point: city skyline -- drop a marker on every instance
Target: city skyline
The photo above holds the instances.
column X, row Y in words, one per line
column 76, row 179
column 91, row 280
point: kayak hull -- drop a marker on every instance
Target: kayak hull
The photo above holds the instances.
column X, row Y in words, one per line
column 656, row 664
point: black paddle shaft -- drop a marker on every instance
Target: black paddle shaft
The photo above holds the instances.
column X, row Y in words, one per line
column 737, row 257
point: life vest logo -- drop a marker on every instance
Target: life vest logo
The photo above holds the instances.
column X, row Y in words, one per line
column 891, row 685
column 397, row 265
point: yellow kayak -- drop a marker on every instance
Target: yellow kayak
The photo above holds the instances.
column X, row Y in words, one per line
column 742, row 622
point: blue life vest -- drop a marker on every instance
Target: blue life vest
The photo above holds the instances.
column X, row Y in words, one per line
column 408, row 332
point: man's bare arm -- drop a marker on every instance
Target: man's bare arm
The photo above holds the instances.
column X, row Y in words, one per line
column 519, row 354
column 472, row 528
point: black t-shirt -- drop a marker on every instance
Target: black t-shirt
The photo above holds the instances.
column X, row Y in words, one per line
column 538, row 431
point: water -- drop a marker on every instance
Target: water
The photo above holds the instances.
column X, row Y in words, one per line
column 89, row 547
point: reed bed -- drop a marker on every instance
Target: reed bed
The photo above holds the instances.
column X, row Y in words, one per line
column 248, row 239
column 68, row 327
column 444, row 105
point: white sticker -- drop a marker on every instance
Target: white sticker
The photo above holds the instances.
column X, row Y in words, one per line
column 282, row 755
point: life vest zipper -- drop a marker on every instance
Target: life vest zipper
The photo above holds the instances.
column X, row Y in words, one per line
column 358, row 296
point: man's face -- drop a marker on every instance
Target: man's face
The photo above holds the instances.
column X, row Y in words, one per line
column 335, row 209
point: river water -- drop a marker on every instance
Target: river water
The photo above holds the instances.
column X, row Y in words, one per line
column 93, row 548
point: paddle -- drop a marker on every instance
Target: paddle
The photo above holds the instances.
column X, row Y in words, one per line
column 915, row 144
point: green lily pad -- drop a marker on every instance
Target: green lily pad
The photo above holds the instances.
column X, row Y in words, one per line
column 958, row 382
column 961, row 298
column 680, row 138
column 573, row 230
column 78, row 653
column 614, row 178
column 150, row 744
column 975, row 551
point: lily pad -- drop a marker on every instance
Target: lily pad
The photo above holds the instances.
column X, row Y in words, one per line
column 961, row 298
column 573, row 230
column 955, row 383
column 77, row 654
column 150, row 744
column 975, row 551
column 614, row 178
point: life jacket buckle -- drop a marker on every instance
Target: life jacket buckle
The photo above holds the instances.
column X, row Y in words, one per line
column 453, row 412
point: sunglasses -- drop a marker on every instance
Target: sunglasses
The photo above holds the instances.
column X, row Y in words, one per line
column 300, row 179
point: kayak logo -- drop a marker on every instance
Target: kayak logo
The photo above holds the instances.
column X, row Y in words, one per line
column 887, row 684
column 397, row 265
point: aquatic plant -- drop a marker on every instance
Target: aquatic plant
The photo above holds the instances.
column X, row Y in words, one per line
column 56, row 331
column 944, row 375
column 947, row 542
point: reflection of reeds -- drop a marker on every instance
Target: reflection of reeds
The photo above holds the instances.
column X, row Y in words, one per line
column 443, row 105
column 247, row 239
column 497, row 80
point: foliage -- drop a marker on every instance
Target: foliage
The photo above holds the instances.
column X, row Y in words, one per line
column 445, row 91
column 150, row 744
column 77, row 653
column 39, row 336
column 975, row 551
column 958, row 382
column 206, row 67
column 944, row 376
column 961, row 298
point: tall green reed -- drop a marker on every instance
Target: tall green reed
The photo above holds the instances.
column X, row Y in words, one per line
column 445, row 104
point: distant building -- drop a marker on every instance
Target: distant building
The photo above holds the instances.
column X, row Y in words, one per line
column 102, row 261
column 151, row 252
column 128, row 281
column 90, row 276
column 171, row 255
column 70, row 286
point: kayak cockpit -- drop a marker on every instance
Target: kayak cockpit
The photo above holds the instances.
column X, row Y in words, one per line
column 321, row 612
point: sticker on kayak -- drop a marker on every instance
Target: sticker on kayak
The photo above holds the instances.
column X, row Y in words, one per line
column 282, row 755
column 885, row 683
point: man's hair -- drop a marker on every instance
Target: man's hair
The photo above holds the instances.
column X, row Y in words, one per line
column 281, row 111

§ **TASK OBJECTIVE**:
Transcribe the entries above so that nothing in them differs from the original.

§ **TASK OUTPUT**:
point: city skyline -- drop a marker on every instance
Target: city skyline
The photo above holds the instances.
column X, row Y in words, one per line
column 76, row 179
column 91, row 280
point: kayak hull -- drop a marker on every instance
Target: kayak hull
The photo above holds the instances.
column X, row Y in words, one per line
column 656, row 664
point: black paddle shaft -- drop a marker on every instance
Target: black paddle shaft
The photo above holds the instances.
column X, row Y in words, one per line
column 737, row 257
point: life vest logo -- drop a marker on every instance
Target: life vest logo
The photo above holds the instances.
column X, row Y in words, one per line
column 891, row 685
column 397, row 265
point: yellow kayak -- drop a marker on every instance
Target: yellow kayak
The photo above holds the instances.
column X, row Y in words, one per line
column 742, row 622
point: blue life vest -- drop a marker on every instance
Target: blue life vest
The photo above holds the instances.
column X, row Y in words, one per line
column 408, row 332
point: man's bare arm -- drop a marker on every instance
Target: man's bare arm
The photo above holds the instances.
column X, row Y in words, one per line
column 519, row 354
column 472, row 528
point: black t-shirt -- drop a marker on every instance
Target: black t-shirt
The photo above holds the instances.
column X, row Y in words, one per line
column 538, row 431
point: water -- drop a marker on every instance
Target: water
The photo above holds the instances.
column X, row Y in words, one per line
column 89, row 547
point: reed bed -- drop a marker on every instance
Target: reed bed
The photo above holds the instances.
column X, row Y in words, one per line
column 248, row 239
column 68, row 327
column 444, row 105
point: white sticker -- drop a marker on every instance
Target: white sticker
The photo above holds the instances.
column X, row Y in words, one per line
column 282, row 755
point: life vest zipper -- drop a marker on every instance
Target: life vest zipper
The photo above holds the instances.
column X, row Y in words, one per line
column 358, row 296
point: man's face -- drop a marker on every instance
Target: man's face
The photo above holds the instances.
column X, row Y in words, one per line
column 335, row 209
point: river water -- drop a marker on every instance
Target: river water
The photo above holds the instances.
column X, row Y in words, one per line
column 93, row 548
point: paddle -- drop a marker on every instance
Target: paddle
The photo above holds the instances.
column X, row Y in words, one per line
column 915, row 144
point: green lily pad -- drop a marker on every instance
Target: green lily pad
The photo above holds the instances.
column X, row Y in words, one per line
column 958, row 382
column 961, row 298
column 680, row 138
column 573, row 230
column 78, row 653
column 614, row 178
column 150, row 744
column 975, row 551
point: lily pad -- drop a marker on every instance
Target: lily pad
The photo above holds the instances.
column X, row Y in words, one per line
column 961, row 298
column 573, row 230
column 955, row 383
column 77, row 654
column 150, row 744
column 975, row 551
column 614, row 178
point: life jacket buckle -- drop a marker on every instance
Target: life jacket buckle
The photo above holds the instances.
column X, row Y in words, one per line
column 453, row 412
point: sunglasses -- drop a marker on every instance
Target: sunglasses
The photo above holds the instances.
column X, row Y in words, one per line
column 300, row 179
point: kayak logo -- drop a marker on every instance
Target: kayak logo
The photo above holds the instances.
column X, row Y in words, one per line
column 887, row 684
column 397, row 265
point: aquatic plant -- drop a marker on every instance
Target: aquatic plant
The photo above holds the instances.
column X, row Y in words, one per line
column 56, row 331
column 944, row 375
column 947, row 542
point: reflection of reeds -- drop a marker on every instance
Target: reflection of reeds
The photo above holds the instances.
column X, row Y in words, one per line
column 443, row 105
column 247, row 239
column 497, row 80
point: foliage -- drop a marker on every instance
Target: foliage
The photo above holds the instances.
column X, row Y in words, one per line
column 445, row 91
column 150, row 744
column 77, row 653
column 39, row 336
column 975, row 551
column 958, row 382
column 206, row 67
column 944, row 376
column 961, row 298
point: tall green reed -- drop a marker on every instance
Target: tall green reed
The photo above holds the instances.
column X, row Y in words, one per line
column 445, row 104
point: distant building -- drop a marker on every instance
Target: distant building
The photo above holds the instances.
column X, row Y in words, one per line
column 102, row 261
column 151, row 252
column 128, row 281
column 90, row 276
column 171, row 255
column 70, row 286
point: kayak cockpit -- drop a marker on every instance
Target: kayak cockpit
The photo above holds the instances.
column X, row Y in words, one per line
column 321, row 612
point: sticker on kayak -- drop a marker on every instance
Target: sticker on kayak
The photo above holds the instances.
column X, row Y in words, one per line
column 282, row 755
column 885, row 683
point: man's hair -- drop a marker on every instance
Target: man's hair
The photo above holds the instances.
column X, row Y in words, one per line
column 281, row 111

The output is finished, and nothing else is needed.